▸ **WHAT YOU HAVE TO DO**: If a line in the data below includes the string "output", please return a copy of it.

▸ **TASK DATA**:
==================================================

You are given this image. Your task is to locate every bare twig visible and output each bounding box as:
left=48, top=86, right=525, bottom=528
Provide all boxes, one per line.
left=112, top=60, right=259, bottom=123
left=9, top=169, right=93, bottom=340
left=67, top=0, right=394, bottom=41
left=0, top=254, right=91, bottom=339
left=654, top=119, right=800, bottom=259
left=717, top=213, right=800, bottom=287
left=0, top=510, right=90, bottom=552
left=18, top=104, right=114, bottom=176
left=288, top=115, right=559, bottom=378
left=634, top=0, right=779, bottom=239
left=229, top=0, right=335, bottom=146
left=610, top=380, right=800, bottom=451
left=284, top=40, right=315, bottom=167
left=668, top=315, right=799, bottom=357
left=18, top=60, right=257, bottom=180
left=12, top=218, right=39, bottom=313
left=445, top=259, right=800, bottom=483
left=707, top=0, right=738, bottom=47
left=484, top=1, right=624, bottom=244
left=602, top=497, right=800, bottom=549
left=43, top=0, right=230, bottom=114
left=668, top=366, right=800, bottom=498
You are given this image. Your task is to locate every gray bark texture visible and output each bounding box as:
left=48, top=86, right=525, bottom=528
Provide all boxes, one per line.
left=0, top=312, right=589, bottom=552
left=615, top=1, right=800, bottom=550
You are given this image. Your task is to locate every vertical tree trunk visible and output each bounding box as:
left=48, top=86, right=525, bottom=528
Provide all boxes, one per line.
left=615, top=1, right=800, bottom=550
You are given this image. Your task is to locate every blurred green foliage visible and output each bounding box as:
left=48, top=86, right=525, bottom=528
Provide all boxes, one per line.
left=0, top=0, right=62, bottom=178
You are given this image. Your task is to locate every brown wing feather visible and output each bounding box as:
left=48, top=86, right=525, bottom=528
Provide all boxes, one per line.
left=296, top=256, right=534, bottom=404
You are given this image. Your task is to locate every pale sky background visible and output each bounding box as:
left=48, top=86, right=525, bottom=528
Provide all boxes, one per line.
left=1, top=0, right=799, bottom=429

==================================================

▸ **ANSWER SECTION**:
You are given this image. Your task is to locate every bare twig visible and output each bounding box as:
You are given this image. Your task is to locate every gray bark texture visible and output each bounding box as:
You are given this image. Your task is to locate every vertical tree trunk visible and output each bounding box as:
You are given this image. Your task is to locate every blurred green foliage visible and output each bounding box as:
You are given this image. Your task is to locate every brown wing feather visible and output each bounding box as:
You are given this image. Your task is to locate every pale sky background visible and output each bounding box as:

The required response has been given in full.